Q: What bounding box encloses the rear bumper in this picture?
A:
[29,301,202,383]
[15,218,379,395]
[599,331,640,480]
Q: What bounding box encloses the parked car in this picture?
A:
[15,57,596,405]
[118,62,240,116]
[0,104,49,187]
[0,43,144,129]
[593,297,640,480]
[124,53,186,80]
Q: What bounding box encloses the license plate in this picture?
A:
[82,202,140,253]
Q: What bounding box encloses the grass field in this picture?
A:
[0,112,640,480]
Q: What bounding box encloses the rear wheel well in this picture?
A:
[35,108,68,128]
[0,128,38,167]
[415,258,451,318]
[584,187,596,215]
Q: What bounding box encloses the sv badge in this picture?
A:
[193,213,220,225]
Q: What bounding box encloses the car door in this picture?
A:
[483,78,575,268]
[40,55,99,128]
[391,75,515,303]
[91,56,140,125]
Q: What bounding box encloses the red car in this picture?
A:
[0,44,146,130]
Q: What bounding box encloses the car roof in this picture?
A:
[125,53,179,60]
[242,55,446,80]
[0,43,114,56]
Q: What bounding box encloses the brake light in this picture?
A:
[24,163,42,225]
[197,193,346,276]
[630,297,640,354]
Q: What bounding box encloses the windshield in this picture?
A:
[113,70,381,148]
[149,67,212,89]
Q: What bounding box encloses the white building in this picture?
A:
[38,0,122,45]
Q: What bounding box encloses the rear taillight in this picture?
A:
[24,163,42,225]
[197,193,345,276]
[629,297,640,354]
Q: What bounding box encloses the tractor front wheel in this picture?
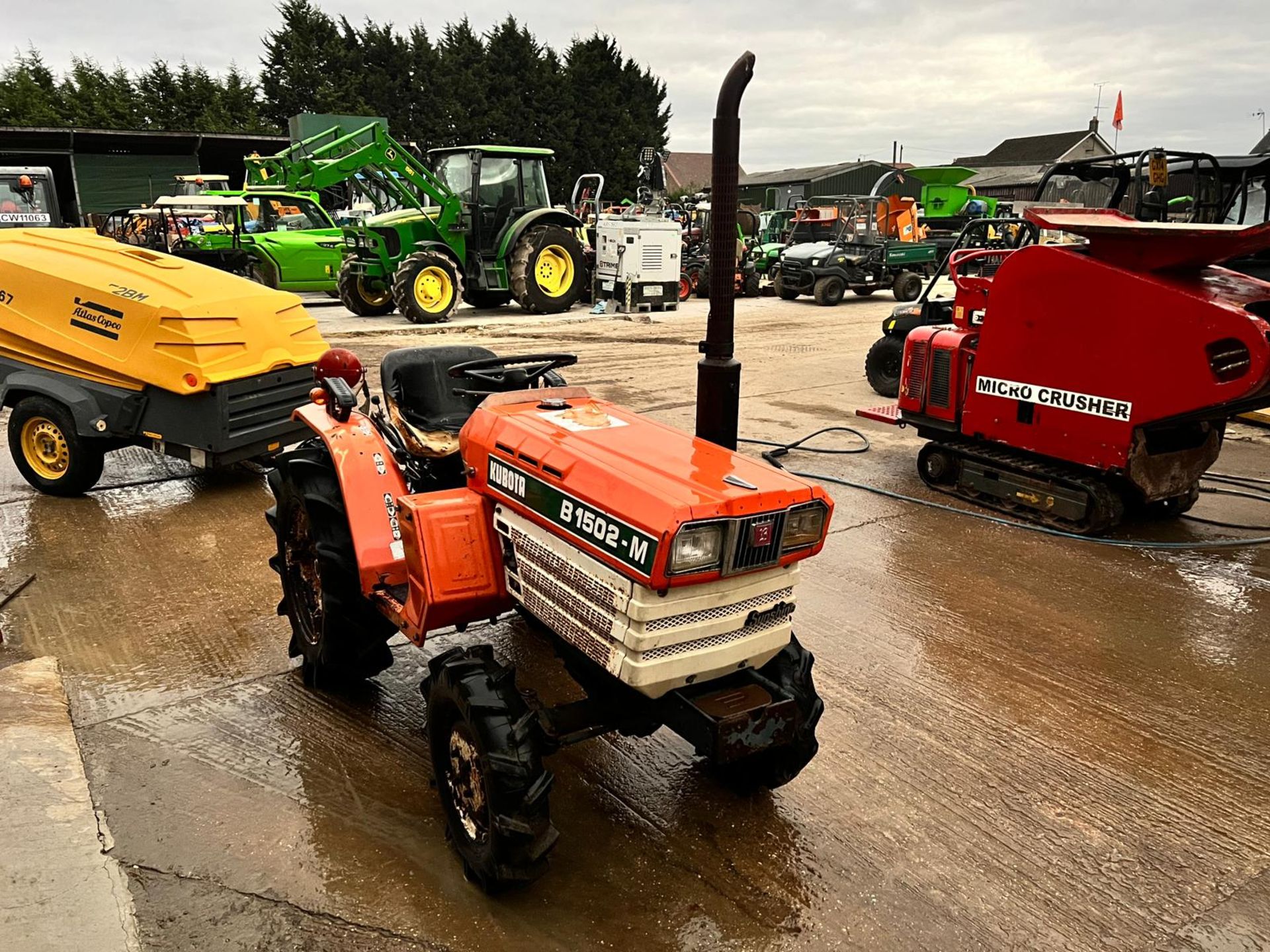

----------

(PROBLEM) Rewrite all the rows above, replacing "in this picture" with "in this image" and leaving everything else unchanged. Leave the pictures out.

(EXPECTED ANSWER)
Q: What bounding box encloses the rear bumper in this image?
A:
[29,301,202,383]
[15,218,379,395]
[599,331,640,480]
Q: What bounding box encloses the parked car in this image?
A:
[15,57,596,405]
[118,62,240,116]
[0,104,49,187]
[0,43,144,129]
[593,297,640,480]
[124,53,186,80]
Q: What bounding box encloses the license plate in this image?
A:
[82,202,140,253]
Q: What bounding box encloses the grass field in this image?
A:
[0,112,640,480]
Q: What bounding box encloses the rear wheel well in this image?
A:
[35,108,68,128]
[0,128,38,167]
[415,258,451,318]
[584,187,596,215]
Q: What bounding box encloses the sv badge in this image?
A:
[193,213,220,225]
Q: What bounding box encloses the car door in this image?
A:
[483,78,575,268]
[40,55,99,128]
[391,75,515,303]
[91,56,140,125]
Q: What bounding box encloses the red car in this image?
A:
[0,44,146,130]
Q: What bounding box encloses the car roof in this image?
A:
[125,53,179,60]
[242,55,446,80]
[0,43,114,56]
Q: What bounding box encloses the brake light in this image?
A:
[24,163,42,225]
[197,193,346,276]
[630,297,640,354]
Q: What bounding box encloses the windshield in this image?
A:
[113,70,381,148]
[149,67,212,89]
Q: What bounding box encloses the white building in this image?
A:
[38,0,122,45]
Q: What bounding box encloses the rear taillight in this image?
A:
[24,163,42,225]
[197,193,345,276]
[629,297,640,354]
Q: What bounding box encloses the tractor front wheel in this image?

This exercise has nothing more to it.